>> START
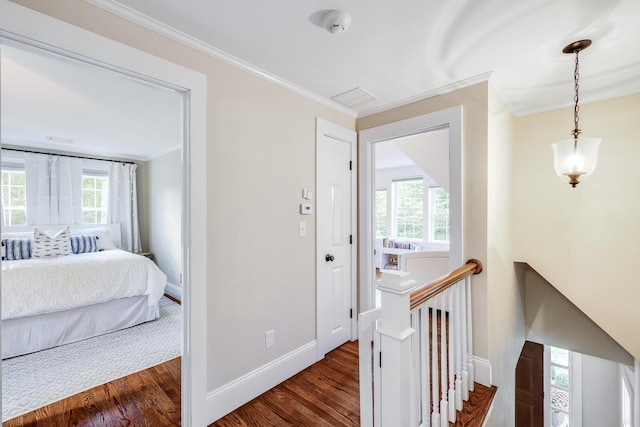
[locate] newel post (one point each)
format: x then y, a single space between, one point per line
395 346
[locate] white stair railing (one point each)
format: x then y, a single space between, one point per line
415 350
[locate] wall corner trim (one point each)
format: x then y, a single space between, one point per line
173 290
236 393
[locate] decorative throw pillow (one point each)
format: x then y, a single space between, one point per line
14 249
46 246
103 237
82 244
>> END
>> START
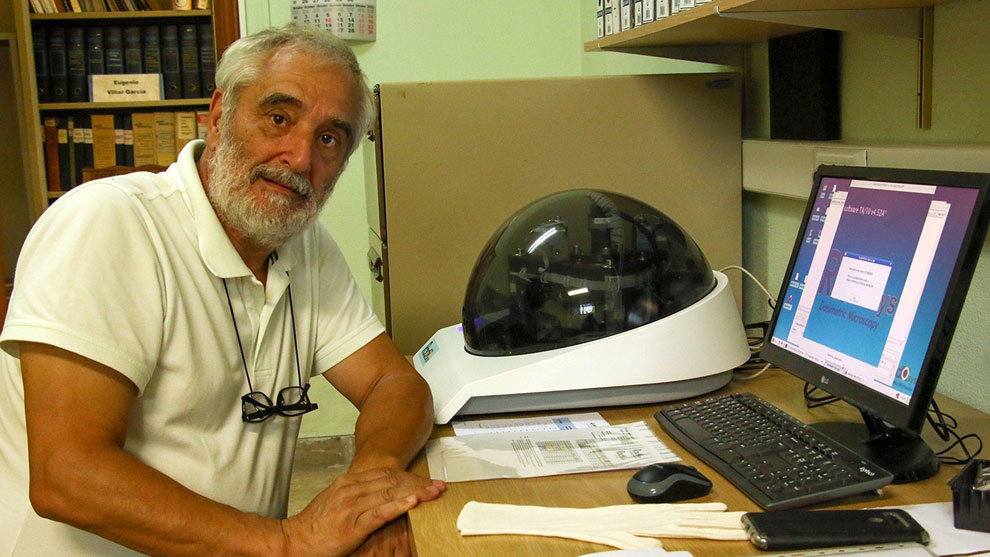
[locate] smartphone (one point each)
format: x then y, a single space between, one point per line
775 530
>> END
>> START
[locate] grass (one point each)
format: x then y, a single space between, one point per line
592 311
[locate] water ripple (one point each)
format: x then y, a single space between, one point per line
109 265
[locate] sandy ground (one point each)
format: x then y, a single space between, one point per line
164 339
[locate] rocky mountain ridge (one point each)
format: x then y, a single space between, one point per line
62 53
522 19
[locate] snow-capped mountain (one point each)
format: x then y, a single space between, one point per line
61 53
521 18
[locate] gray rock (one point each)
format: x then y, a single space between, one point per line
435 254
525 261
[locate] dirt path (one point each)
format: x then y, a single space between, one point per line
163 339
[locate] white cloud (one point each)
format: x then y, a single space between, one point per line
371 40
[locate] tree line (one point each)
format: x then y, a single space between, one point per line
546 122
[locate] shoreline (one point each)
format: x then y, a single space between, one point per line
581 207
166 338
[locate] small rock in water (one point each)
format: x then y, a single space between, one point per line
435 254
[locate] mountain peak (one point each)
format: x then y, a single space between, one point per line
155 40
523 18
>> END
__Problem to solve__.
Count the lines above that contain the word "water", and reply with the number alone.

__The response__.
2